▶ [PROBLEM REQUIREMENTS]
Begin with the first line of the material and write out each line exactly, ending with the line that contains "Target: cobblestone pavement". Pictures are not part of the copy.

▶ [DATA FOR THE TASK]
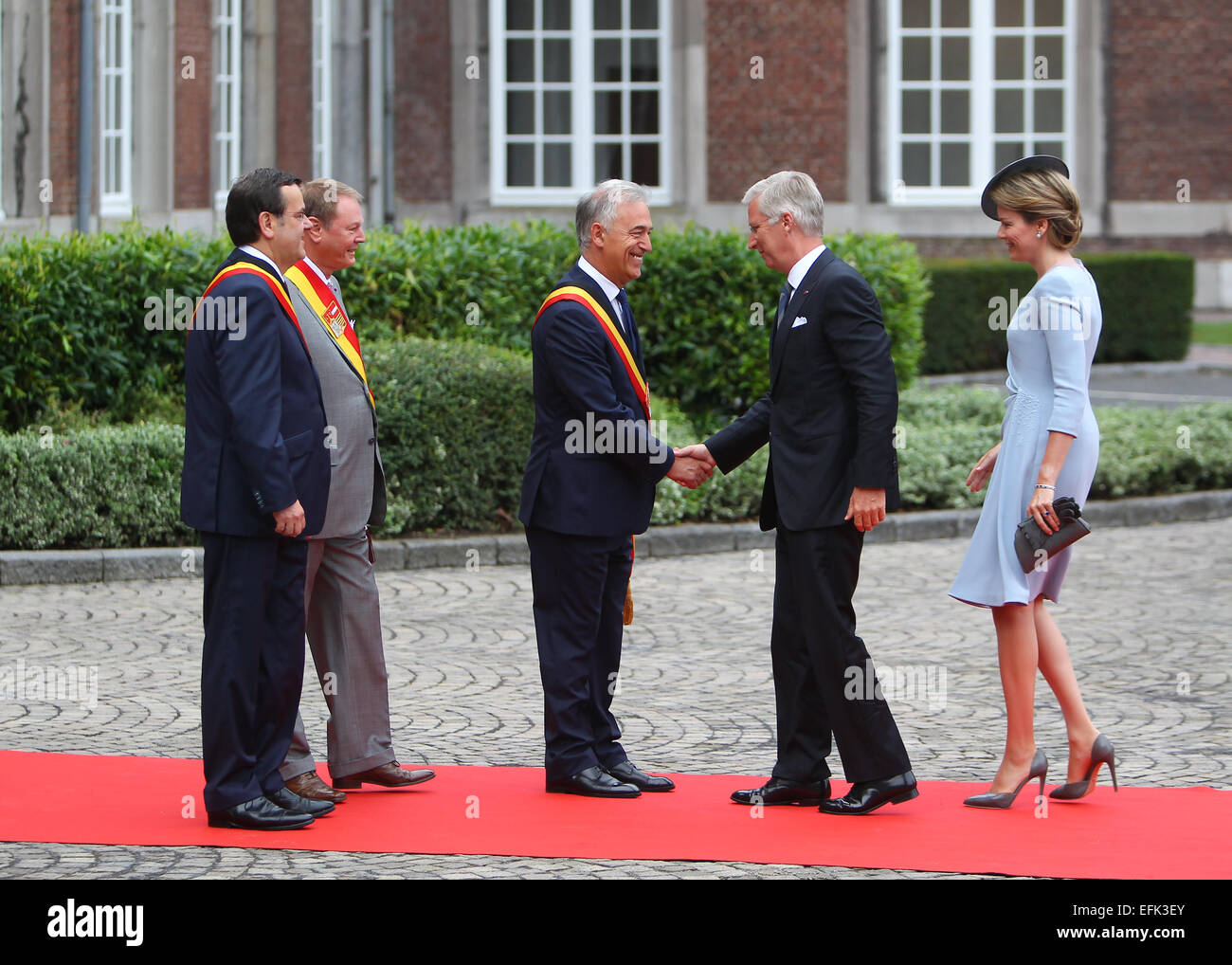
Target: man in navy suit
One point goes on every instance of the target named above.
(829, 419)
(589, 487)
(255, 483)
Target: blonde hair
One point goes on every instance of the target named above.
(1043, 193)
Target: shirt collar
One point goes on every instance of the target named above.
(249, 250)
(801, 267)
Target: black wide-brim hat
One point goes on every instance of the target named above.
(1035, 163)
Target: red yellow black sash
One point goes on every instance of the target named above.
(573, 294)
(332, 317)
(247, 267)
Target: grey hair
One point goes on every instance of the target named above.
(795, 192)
(602, 204)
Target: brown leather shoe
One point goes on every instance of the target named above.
(313, 788)
(387, 775)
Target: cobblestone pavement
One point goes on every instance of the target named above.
(1147, 612)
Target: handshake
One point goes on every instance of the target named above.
(693, 466)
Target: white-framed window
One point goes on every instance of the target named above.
(579, 93)
(972, 85)
(321, 87)
(228, 36)
(116, 109)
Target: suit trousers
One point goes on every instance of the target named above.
(579, 586)
(251, 665)
(344, 632)
(818, 660)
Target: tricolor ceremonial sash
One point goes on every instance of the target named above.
(247, 267)
(332, 316)
(573, 294)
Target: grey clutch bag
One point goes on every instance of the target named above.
(1030, 538)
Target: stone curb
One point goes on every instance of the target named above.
(25, 567)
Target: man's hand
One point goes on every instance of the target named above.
(698, 451)
(290, 521)
(866, 507)
(689, 472)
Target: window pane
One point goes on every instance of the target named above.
(518, 62)
(643, 54)
(916, 112)
(607, 112)
(644, 15)
(555, 62)
(557, 112)
(555, 13)
(1054, 65)
(607, 61)
(955, 13)
(1009, 13)
(955, 112)
(607, 161)
(1008, 152)
(1009, 58)
(916, 58)
(518, 13)
(955, 164)
(520, 112)
(607, 15)
(1009, 111)
(557, 165)
(644, 107)
(645, 164)
(955, 58)
(916, 165)
(1050, 12)
(1050, 110)
(520, 165)
(915, 13)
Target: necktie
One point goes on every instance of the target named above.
(783, 303)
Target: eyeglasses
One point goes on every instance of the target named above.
(755, 228)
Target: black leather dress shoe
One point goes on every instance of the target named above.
(297, 805)
(870, 795)
(776, 791)
(626, 773)
(260, 813)
(592, 783)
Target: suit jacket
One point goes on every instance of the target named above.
(582, 386)
(830, 410)
(255, 424)
(356, 484)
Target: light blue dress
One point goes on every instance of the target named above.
(1052, 339)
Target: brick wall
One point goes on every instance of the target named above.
(1170, 97)
(423, 142)
(193, 122)
(295, 87)
(63, 119)
(796, 116)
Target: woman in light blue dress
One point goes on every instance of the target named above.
(1050, 446)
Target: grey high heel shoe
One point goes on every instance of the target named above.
(1100, 754)
(1039, 769)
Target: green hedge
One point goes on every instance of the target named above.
(456, 426)
(1146, 300)
(73, 311)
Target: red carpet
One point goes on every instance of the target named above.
(1138, 833)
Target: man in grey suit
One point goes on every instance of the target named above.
(340, 592)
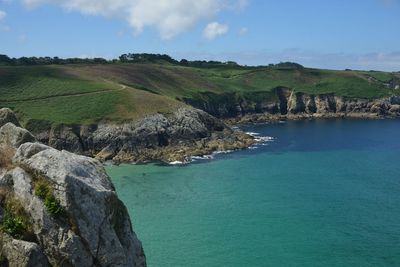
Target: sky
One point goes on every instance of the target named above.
(339, 34)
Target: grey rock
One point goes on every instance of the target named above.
(6, 115)
(101, 232)
(14, 136)
(22, 253)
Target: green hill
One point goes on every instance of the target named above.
(88, 93)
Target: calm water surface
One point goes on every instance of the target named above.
(323, 193)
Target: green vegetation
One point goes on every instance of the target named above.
(44, 191)
(15, 221)
(45, 95)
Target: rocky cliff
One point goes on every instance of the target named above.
(174, 137)
(58, 208)
(287, 103)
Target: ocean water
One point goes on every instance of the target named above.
(321, 193)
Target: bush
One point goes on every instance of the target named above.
(15, 221)
(44, 191)
(6, 155)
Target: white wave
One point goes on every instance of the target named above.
(252, 133)
(177, 162)
(222, 152)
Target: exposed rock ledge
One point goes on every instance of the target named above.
(185, 133)
(284, 103)
(58, 208)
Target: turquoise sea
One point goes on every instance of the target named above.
(322, 193)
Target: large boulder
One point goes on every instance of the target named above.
(94, 228)
(14, 136)
(6, 115)
(22, 253)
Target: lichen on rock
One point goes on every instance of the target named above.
(94, 228)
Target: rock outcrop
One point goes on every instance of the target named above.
(6, 115)
(187, 132)
(286, 103)
(61, 209)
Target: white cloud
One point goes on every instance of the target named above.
(243, 30)
(215, 29)
(169, 17)
(2, 15)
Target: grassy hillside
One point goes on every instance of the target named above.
(75, 94)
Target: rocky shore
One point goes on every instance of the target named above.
(58, 208)
(287, 104)
(175, 137)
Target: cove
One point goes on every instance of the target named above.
(322, 193)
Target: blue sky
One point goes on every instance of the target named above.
(359, 34)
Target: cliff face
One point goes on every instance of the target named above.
(59, 209)
(186, 132)
(286, 102)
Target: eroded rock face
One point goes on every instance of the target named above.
(288, 102)
(155, 137)
(98, 229)
(14, 136)
(91, 227)
(6, 115)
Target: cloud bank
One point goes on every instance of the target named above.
(215, 29)
(2, 15)
(169, 17)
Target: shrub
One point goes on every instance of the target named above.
(44, 191)
(15, 221)
(6, 155)
(42, 188)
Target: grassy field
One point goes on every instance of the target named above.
(84, 94)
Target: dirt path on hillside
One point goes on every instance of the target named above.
(123, 87)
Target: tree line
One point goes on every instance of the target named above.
(129, 58)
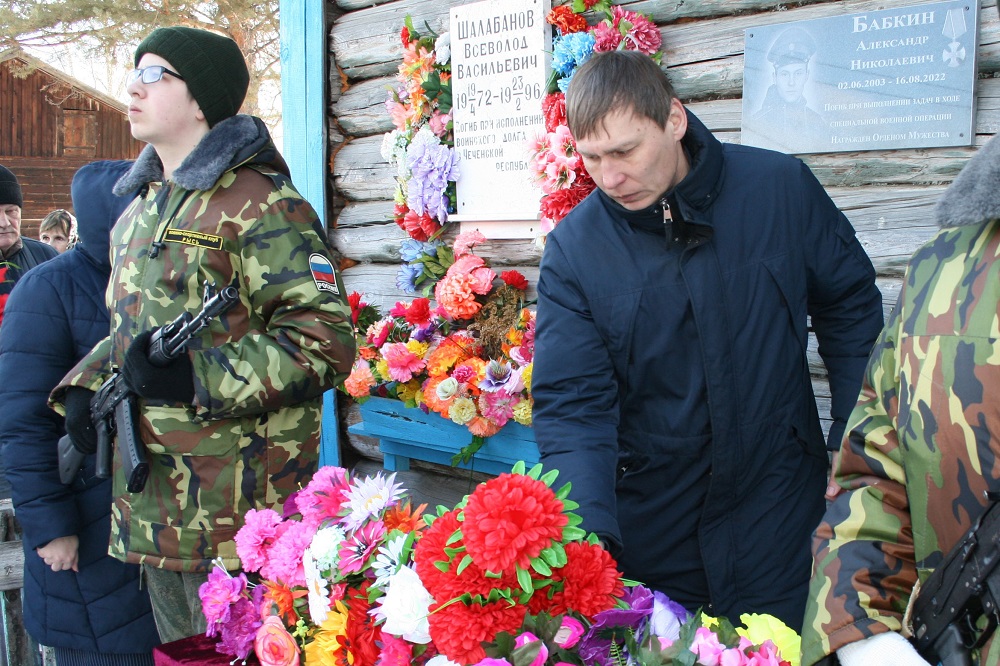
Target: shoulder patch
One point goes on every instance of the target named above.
(323, 275)
(196, 238)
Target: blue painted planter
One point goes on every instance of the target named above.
(406, 432)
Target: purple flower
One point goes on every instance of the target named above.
(239, 632)
(667, 618)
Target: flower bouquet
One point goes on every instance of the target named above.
(421, 147)
(351, 574)
(468, 359)
(556, 165)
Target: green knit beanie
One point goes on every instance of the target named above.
(212, 66)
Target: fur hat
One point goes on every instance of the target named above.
(10, 189)
(211, 64)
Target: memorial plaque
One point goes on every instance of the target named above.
(900, 78)
(499, 52)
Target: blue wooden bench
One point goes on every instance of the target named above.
(406, 433)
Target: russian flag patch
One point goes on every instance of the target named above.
(323, 275)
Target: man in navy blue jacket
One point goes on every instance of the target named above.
(671, 382)
(87, 605)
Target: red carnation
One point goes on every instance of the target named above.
(420, 227)
(459, 630)
(509, 520)
(590, 581)
(564, 18)
(554, 111)
(446, 585)
(515, 279)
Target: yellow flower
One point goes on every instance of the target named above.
(382, 368)
(324, 650)
(462, 410)
(526, 376)
(759, 628)
(408, 392)
(522, 412)
(417, 348)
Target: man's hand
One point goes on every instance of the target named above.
(173, 382)
(832, 487)
(61, 554)
(79, 427)
(888, 649)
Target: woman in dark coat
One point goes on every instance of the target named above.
(89, 606)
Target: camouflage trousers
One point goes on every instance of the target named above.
(176, 604)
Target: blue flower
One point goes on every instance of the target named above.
(570, 51)
(406, 276)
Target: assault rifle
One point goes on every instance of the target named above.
(115, 409)
(950, 607)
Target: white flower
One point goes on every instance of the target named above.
(319, 593)
(325, 544)
(389, 559)
(442, 49)
(369, 497)
(405, 607)
(441, 660)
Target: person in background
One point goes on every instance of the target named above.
(923, 440)
(232, 423)
(17, 254)
(87, 605)
(58, 229)
(671, 381)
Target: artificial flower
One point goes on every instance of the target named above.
(274, 646)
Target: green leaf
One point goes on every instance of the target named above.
(540, 566)
(524, 580)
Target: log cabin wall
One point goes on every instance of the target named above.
(888, 195)
(52, 125)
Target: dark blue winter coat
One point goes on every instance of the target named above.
(55, 315)
(671, 383)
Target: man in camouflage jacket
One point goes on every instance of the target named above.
(234, 423)
(923, 440)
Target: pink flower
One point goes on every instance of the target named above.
(569, 632)
(543, 652)
(706, 645)
(218, 594)
(273, 644)
(285, 562)
(260, 530)
(403, 363)
(324, 496)
(360, 381)
(395, 651)
(356, 550)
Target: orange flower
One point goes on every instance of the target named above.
(284, 600)
(568, 21)
(403, 518)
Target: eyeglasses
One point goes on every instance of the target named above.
(150, 74)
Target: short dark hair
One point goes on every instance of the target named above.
(617, 80)
(60, 219)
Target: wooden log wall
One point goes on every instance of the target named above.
(888, 195)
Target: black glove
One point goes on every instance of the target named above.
(79, 427)
(172, 383)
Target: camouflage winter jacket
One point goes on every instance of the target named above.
(924, 439)
(231, 216)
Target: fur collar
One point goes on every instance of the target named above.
(974, 196)
(230, 142)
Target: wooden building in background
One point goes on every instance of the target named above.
(52, 125)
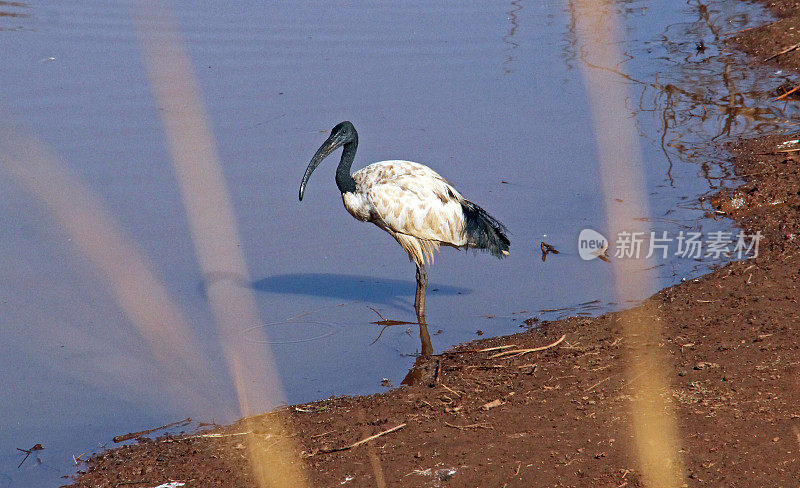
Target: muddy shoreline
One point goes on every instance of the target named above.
(557, 417)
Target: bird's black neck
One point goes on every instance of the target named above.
(344, 180)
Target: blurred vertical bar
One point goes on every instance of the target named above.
(94, 232)
(216, 239)
(652, 412)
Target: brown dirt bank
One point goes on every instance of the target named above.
(559, 417)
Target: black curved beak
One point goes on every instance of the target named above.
(331, 144)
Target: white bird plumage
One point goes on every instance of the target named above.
(412, 203)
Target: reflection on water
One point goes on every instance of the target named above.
(485, 92)
(705, 96)
(350, 287)
(11, 13)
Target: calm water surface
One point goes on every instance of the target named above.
(487, 93)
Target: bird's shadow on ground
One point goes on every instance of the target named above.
(351, 287)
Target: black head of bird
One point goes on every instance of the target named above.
(344, 134)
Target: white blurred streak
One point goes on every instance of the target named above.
(215, 235)
(96, 234)
(622, 175)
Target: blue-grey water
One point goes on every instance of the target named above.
(489, 94)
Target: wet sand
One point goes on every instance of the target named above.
(558, 417)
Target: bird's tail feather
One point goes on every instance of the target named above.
(484, 231)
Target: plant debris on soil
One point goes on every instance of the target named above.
(491, 416)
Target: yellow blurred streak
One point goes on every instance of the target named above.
(652, 412)
(93, 230)
(215, 235)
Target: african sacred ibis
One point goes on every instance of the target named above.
(411, 202)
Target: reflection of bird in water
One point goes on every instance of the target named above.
(411, 202)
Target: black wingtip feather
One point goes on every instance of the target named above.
(484, 231)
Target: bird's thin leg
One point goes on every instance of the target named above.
(419, 299)
(419, 306)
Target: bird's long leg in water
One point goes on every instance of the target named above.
(419, 306)
(419, 299)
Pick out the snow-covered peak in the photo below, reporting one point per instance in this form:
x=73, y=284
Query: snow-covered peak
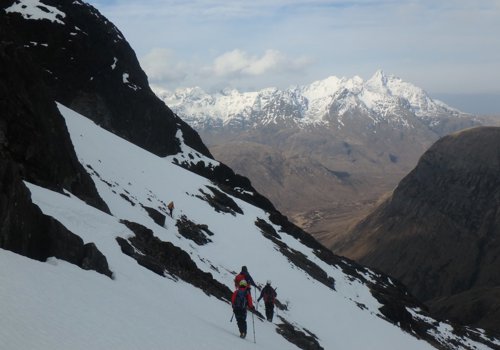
x=382, y=97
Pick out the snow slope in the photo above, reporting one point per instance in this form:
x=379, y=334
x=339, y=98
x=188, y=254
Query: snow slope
x=56, y=305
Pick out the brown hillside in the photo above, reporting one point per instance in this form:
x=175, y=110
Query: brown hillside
x=439, y=233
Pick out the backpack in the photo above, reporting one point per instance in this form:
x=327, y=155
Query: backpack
x=240, y=302
x=269, y=295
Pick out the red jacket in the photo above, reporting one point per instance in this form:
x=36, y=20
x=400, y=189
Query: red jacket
x=246, y=277
x=249, y=297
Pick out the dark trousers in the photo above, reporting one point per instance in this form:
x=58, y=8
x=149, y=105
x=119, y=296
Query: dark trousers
x=269, y=311
x=241, y=319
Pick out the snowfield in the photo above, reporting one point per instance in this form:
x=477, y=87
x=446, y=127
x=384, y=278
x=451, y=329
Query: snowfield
x=56, y=305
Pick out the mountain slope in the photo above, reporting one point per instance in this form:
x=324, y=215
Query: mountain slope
x=159, y=280
x=116, y=309
x=324, y=153
x=438, y=232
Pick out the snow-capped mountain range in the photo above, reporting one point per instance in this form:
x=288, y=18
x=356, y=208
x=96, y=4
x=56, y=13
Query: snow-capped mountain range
x=90, y=257
x=382, y=98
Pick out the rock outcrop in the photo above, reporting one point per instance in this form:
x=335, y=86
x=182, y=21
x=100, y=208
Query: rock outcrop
x=439, y=232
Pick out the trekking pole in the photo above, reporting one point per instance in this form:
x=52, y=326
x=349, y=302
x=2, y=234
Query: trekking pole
x=253, y=326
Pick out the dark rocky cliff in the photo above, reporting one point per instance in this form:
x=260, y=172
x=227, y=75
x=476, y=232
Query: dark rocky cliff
x=439, y=233
x=89, y=66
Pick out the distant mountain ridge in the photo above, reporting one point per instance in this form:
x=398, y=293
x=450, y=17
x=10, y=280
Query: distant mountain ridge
x=324, y=102
x=325, y=152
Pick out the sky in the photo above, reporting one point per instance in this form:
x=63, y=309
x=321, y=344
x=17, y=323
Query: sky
x=450, y=48
x=56, y=305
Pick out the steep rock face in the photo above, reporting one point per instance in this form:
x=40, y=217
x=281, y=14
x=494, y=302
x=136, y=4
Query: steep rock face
x=90, y=67
x=439, y=231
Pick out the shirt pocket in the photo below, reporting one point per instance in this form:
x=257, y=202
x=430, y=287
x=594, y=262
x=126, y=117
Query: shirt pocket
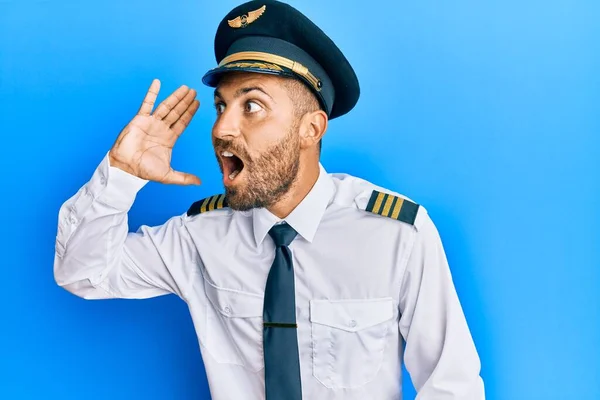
x=234, y=327
x=348, y=339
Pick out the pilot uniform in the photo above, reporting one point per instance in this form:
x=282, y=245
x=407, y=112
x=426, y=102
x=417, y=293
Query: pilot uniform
x=367, y=272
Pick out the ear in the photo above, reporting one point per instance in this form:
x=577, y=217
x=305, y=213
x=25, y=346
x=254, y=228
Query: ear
x=313, y=126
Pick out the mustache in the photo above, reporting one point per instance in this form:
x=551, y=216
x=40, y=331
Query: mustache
x=221, y=145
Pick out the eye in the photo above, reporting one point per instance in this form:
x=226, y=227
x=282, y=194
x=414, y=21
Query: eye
x=220, y=107
x=252, y=107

▶ [EXERCISE RESULT]
Target: man in navy suit
One point goes on every instance of the target named above.
(829, 419)
(589, 487)
(255, 483)
Target: blonde hair
One point goes on every instance of the target named above.
(1043, 193)
Target: shirt collar
One point goes on every instance of the target named above.
(249, 250)
(801, 267)
Target: black wide-brim hat
One point goes on every instance of the target named above.
(1035, 163)
Target: red yellow black sash
One point goes on every instance of the target named above.
(573, 294)
(332, 317)
(247, 267)
Target: grey hair
One point goes on every instance of the target named above.
(795, 192)
(602, 204)
Target: brown leather shoe
One point goes on every instance of the target named above.
(313, 788)
(387, 775)
Target: cobblestone pavement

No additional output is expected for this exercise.